_Problem description_
Rewrite the passage on expert opinion evidence, starting with "Section 177(1) of" and going on through "be wholly or substantially based on that knowledge.", with "declaration" in place of "certificate".

Section 177(1) of the Evidence Act relevantly provides:
Evidence of a person's opinion may be adduced by tendering a certificate ("expert certificate") signed by the person that:
(a) states the person's name and address, and
(b) states that the person has specialised knowledge based on his or her training, study or experience as specified in the certificate, and
(c) sets out an opinion that the person holds and that is expressed to be wholly or substantially based on that knowledge.
The medical certificate of Dr H includes a section headed “Certification by Medical Practitioner”. Beside the notation “Professional qualifications”, the entry is “MD FRANZCP – … (1994)”. No evidence was presented as to the meaning of that acronym, however, even if it can be assumed that the acronym is a reference to “The Royal Australian and New Zealand College of Psychiatrists”, there is no statement to the effect that the opinion of Dr H is wholly or substantially based on specialised knowledge based on that training, study or experience.
Certification to that effect is important because s 79(1) of the Evidence Act sets out an exemption to the exclusion of opinion evidence, as follows:
If a person has specialised knowledge based on the person's training, study or experience, the opinion rule does not apply to evidence of an opinion of that person that is wholly or substantially based on that knowledge.
More relevantly, however, the medical certificate of Dr H does not state the factual basis for her opinion and, hence, no weight can be given to that opinion: Paric v John Holland (Construction) Pty Limited (1985) 62 ALR 85 at 88; Ramsay v Watson (1961) 108 CLR 642 at 648-649.
Further, in Makita (Australia) Pty Ltd v Sprowles 52 NSWLR 705 at [66], the New South Wales Court of Appeal found that:
… the ultimate opinion of the doctor will usually be based in part on his personal observation of the patient and in part on what the patient tells the doctor.
In this matter, the medical certificate of Dr H does not include any reference to a medical history provided by the husband, nor does it record Dr H’s observations of the husband. In those circumstances, I can give no weight to that document.
In the absence of evidence upon which the Court can rely, I am not satisfied, to the standard set out in s 140 of the Evidence Act, that the husband is unable to support himself adequately by reason of mental incapacity for appropriate gainful employment. Accordingly, the husband has not crossed the “gateway” referred to by High Court in Hall v Hall (supra) and his application for interim spousal maintenance must, therefore, be dismissed.
I certify that the preceding thirty (30) paragraphs are a true copy of the reasons for judgment of the Honourable Deputy Chief Justice McClelland delivered on 21 December 2018.

_Source material_
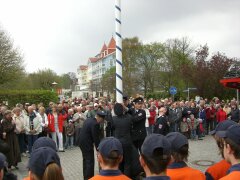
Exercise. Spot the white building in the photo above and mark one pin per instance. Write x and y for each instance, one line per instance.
(89, 76)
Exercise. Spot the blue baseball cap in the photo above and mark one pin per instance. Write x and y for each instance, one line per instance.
(222, 126)
(233, 133)
(177, 140)
(109, 144)
(3, 162)
(44, 142)
(41, 158)
(153, 142)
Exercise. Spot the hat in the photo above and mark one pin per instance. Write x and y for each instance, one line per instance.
(2, 161)
(41, 158)
(177, 140)
(222, 126)
(109, 144)
(153, 142)
(118, 109)
(233, 133)
(125, 97)
(138, 100)
(7, 112)
(101, 113)
(44, 142)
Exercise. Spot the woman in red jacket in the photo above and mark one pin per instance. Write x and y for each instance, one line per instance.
(221, 115)
(55, 124)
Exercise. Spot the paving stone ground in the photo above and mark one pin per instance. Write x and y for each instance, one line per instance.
(71, 160)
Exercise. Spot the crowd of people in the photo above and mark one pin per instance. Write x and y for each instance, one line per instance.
(137, 138)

_Answer space_
Section 177(1) of the Evidence Act relevantly provides:
Evidence of a person's opinion may be adduced by tendering a declaration ("expert declaration") signed by the person that:
(a) states the person's name and address, and
(b) states that the person has specialised knowledge based on his or her training, study or experience as specified in the declaration, and
(c) sets out an opinion that the person holds and that is expressed to be wholly or substantially based on that knowledge.